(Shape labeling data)
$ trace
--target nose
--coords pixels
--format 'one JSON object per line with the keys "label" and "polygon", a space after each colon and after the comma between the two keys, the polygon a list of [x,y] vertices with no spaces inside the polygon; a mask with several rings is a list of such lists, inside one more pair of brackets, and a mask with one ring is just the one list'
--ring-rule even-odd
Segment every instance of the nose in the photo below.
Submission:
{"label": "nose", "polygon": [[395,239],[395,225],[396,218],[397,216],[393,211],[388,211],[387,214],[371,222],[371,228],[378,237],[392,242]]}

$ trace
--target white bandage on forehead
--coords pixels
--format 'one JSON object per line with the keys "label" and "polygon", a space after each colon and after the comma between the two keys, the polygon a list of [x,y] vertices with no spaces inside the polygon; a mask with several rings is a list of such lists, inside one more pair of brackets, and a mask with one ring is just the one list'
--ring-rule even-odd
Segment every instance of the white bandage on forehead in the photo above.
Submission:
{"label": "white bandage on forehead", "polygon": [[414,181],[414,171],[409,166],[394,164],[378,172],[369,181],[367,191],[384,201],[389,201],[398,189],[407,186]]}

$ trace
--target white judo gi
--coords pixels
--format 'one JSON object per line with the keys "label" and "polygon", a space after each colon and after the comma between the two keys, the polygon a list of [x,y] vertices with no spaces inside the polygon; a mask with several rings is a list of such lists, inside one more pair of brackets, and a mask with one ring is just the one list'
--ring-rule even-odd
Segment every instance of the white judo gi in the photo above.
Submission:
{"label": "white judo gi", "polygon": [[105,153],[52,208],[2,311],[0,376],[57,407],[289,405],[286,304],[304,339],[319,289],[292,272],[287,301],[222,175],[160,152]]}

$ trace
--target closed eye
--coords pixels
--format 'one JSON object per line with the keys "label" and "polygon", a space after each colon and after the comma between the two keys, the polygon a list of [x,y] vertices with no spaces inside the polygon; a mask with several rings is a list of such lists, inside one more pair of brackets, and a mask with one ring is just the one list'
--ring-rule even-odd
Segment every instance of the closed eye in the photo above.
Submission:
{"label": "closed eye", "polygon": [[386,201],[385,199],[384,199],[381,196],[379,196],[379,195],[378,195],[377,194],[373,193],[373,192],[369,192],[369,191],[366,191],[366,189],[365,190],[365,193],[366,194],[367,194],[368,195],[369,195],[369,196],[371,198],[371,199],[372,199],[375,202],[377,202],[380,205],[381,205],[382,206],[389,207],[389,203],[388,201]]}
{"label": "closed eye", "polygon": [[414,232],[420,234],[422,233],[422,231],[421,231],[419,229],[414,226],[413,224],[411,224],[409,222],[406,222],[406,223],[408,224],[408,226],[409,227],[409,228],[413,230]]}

==

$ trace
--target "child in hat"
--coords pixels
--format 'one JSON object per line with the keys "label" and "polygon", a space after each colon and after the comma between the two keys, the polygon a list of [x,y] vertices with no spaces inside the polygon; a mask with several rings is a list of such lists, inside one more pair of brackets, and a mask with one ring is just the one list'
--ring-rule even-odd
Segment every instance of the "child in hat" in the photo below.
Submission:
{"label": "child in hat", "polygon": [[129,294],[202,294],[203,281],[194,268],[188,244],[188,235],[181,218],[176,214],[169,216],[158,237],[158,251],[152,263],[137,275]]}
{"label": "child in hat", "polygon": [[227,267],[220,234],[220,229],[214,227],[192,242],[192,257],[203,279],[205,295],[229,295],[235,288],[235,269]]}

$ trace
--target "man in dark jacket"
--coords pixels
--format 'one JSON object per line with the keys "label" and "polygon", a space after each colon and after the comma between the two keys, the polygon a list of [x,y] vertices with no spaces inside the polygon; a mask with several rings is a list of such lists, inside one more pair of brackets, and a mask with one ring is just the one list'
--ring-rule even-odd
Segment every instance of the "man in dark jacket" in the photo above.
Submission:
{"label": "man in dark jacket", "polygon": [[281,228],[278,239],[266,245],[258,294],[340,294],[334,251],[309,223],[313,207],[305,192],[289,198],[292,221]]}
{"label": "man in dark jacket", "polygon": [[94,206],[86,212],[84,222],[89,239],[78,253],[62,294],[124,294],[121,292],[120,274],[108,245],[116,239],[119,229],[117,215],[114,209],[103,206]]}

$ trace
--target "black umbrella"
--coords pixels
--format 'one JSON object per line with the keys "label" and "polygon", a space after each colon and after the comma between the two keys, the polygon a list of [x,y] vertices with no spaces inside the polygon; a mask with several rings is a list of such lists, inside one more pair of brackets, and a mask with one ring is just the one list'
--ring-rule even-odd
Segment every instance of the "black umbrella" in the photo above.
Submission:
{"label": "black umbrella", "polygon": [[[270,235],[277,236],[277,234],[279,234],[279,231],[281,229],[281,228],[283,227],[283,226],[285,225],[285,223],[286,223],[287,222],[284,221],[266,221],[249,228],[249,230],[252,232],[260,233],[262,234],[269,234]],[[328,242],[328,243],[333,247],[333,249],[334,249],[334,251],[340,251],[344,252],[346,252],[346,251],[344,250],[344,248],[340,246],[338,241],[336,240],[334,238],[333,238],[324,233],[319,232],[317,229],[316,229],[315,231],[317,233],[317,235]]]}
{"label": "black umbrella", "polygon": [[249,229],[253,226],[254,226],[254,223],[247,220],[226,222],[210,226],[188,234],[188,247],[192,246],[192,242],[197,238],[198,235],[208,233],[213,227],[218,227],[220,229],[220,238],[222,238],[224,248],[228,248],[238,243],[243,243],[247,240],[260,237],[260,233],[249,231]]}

---

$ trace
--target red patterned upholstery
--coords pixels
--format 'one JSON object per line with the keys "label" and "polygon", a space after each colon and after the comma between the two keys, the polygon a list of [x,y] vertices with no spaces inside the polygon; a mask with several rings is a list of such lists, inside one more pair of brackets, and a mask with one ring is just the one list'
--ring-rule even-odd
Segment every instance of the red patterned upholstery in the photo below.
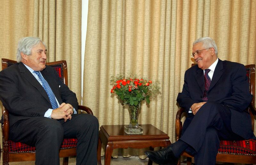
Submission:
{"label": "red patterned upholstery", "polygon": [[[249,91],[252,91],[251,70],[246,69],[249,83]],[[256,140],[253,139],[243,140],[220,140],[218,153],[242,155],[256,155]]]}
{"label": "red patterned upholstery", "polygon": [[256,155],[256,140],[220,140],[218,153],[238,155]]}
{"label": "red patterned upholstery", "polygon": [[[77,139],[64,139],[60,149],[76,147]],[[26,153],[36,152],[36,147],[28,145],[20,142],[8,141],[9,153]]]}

§ **What you should do**: Pick out every line of the data above that contains the string "umbrella", matching case exactly, and copy each of those lines.

§ **Expected output**:
--target "black umbrella"
Segment every instance of the "black umbrella" in the photo above.
{"label": "black umbrella", "polygon": [[[270,235],[277,236],[277,234],[279,234],[279,231],[281,229],[281,228],[283,227],[283,226],[285,225],[285,223],[286,223],[287,222],[284,221],[266,221],[249,228],[249,230],[252,232],[260,233],[262,234],[269,234]],[[328,242],[328,243],[333,247],[333,249],[334,249],[334,251],[340,251],[344,252],[346,252],[346,251],[344,250],[344,248],[340,246],[338,241],[336,240],[334,238],[333,238],[324,233],[319,232],[317,229],[316,229],[315,231],[317,233],[317,235]]]}
{"label": "black umbrella", "polygon": [[249,229],[253,226],[254,226],[254,223],[247,220],[226,222],[210,226],[188,234],[188,247],[192,246],[192,242],[197,238],[198,235],[208,233],[213,227],[218,227],[220,229],[220,238],[222,238],[224,248],[228,248],[238,243],[243,243],[247,240],[260,237],[260,233],[249,231]]}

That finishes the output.